## YOUR GOAL
Your answer should be every line below that includes the word "running".

(Point localization data)
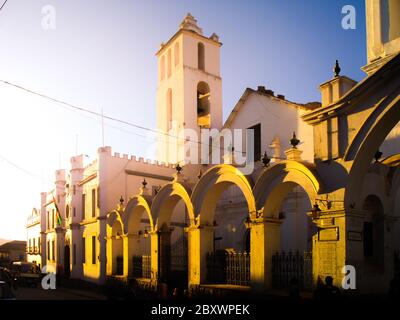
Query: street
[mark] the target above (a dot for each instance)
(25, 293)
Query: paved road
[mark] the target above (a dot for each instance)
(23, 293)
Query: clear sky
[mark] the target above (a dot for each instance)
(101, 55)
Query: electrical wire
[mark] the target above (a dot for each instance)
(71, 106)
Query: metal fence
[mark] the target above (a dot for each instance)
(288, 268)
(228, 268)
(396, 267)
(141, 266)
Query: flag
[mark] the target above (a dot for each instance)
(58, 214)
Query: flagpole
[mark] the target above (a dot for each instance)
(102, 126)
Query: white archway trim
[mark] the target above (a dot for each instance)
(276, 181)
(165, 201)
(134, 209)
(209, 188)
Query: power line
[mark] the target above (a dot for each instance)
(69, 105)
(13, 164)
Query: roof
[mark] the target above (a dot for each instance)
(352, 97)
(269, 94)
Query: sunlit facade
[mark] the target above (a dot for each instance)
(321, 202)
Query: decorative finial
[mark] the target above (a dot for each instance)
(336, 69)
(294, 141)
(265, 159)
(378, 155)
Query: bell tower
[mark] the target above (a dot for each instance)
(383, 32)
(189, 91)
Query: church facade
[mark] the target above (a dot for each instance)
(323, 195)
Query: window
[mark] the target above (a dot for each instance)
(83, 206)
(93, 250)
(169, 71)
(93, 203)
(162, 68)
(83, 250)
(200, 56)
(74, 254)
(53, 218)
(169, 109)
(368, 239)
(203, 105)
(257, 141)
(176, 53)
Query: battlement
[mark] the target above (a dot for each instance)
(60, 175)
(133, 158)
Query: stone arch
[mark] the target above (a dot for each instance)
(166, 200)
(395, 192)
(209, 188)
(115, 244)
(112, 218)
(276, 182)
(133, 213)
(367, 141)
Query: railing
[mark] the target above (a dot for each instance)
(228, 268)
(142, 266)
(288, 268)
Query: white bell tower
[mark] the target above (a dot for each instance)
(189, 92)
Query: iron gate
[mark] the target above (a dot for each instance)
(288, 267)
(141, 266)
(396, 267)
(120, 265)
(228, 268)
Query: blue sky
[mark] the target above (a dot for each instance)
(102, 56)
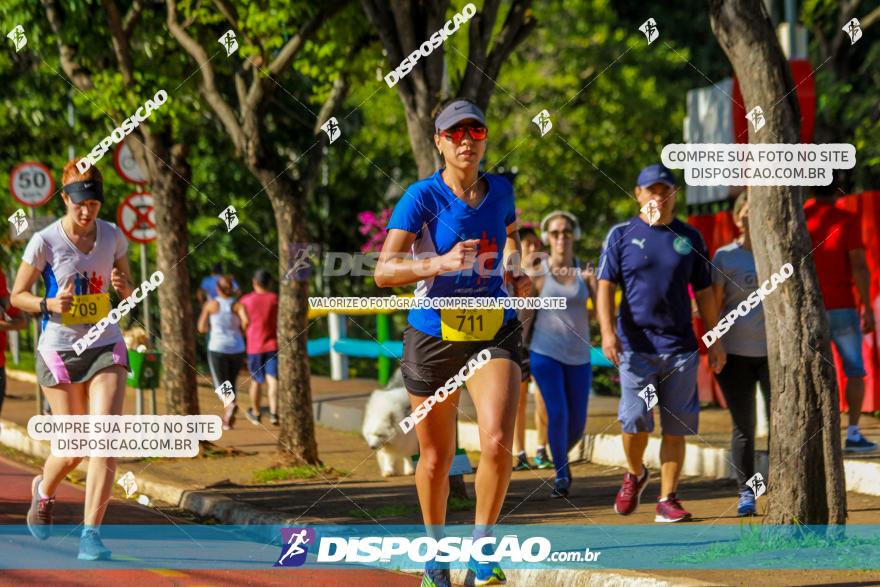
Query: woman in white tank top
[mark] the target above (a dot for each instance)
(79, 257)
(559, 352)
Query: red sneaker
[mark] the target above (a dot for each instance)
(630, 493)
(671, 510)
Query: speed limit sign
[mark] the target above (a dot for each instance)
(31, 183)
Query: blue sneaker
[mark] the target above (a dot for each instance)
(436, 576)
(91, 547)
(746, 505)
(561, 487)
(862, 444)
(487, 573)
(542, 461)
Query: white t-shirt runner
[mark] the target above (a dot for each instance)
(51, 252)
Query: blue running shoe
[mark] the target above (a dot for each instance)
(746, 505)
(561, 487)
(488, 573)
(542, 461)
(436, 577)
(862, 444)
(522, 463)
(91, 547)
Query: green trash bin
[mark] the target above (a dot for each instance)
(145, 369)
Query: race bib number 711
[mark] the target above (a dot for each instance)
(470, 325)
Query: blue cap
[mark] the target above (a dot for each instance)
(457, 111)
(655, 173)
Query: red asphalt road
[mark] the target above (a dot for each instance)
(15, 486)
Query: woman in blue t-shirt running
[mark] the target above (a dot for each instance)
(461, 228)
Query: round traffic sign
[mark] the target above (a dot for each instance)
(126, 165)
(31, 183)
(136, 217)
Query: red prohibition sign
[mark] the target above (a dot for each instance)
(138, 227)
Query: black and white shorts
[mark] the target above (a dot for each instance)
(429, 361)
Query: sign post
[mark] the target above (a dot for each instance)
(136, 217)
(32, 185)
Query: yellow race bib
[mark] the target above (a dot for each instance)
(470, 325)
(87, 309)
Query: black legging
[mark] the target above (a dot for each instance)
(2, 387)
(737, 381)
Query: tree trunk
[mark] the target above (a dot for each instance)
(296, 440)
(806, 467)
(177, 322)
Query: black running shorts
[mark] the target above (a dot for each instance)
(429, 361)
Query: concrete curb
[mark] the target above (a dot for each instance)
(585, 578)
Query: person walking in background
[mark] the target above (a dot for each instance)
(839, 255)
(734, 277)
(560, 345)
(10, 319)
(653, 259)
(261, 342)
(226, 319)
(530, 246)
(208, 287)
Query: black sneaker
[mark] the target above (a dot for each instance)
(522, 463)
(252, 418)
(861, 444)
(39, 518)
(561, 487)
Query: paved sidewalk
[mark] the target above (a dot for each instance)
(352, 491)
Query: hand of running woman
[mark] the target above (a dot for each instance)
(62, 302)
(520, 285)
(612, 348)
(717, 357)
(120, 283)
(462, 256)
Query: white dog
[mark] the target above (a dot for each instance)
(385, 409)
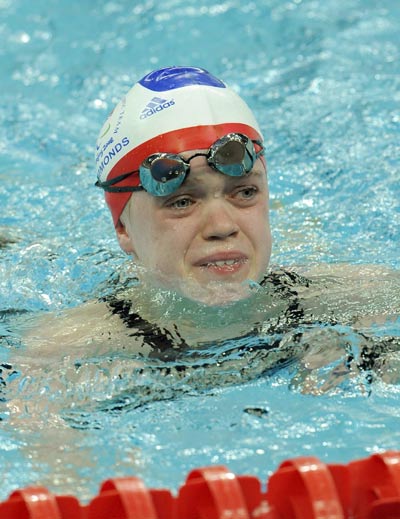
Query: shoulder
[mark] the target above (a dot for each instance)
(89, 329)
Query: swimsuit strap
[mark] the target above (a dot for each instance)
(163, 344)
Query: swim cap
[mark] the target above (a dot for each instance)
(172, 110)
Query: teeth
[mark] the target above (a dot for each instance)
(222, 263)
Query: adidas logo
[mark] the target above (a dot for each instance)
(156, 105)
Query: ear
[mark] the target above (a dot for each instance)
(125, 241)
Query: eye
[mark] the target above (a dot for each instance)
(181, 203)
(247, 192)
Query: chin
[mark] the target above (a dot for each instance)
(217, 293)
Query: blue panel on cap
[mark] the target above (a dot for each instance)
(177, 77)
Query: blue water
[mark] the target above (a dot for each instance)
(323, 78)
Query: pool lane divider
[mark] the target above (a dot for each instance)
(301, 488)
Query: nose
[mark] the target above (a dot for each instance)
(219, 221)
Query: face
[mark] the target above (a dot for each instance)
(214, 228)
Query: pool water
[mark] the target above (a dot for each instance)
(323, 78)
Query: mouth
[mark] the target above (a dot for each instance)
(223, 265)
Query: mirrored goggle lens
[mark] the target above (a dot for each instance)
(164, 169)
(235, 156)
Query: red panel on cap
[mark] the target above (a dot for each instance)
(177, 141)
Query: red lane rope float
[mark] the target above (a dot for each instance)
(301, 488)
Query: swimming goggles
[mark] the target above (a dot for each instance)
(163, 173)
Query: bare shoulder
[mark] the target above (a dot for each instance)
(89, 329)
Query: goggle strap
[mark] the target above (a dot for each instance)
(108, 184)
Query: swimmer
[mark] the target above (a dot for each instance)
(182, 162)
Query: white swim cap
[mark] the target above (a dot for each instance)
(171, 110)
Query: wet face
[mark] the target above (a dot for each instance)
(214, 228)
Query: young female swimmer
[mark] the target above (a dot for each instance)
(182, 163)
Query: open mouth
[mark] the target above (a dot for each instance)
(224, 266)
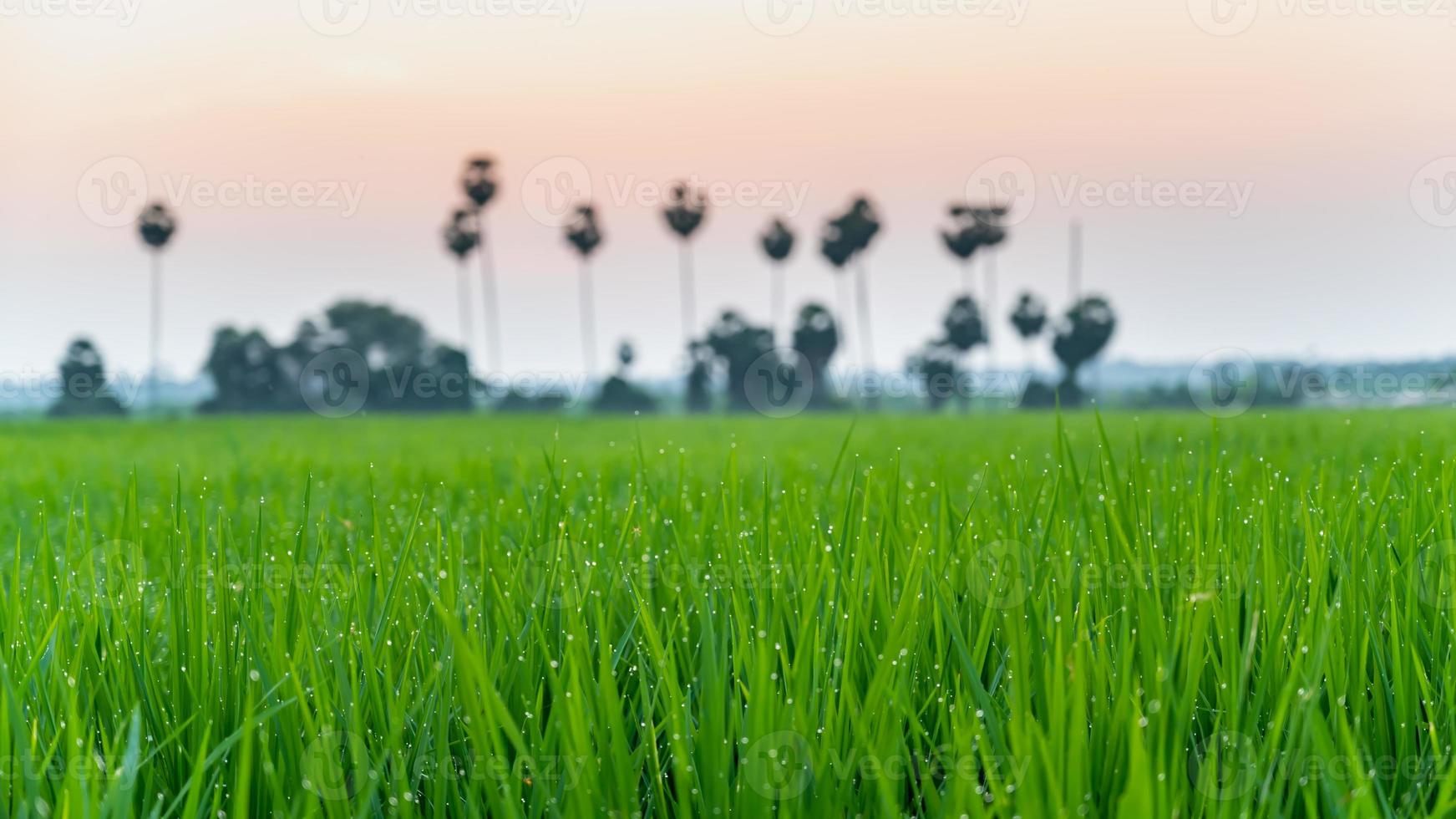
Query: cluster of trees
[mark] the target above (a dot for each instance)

## RESPONSE
Query: blue running shoe
Query: woman in blue t-shirt running
Query: black running shorts
Query: hand of running woman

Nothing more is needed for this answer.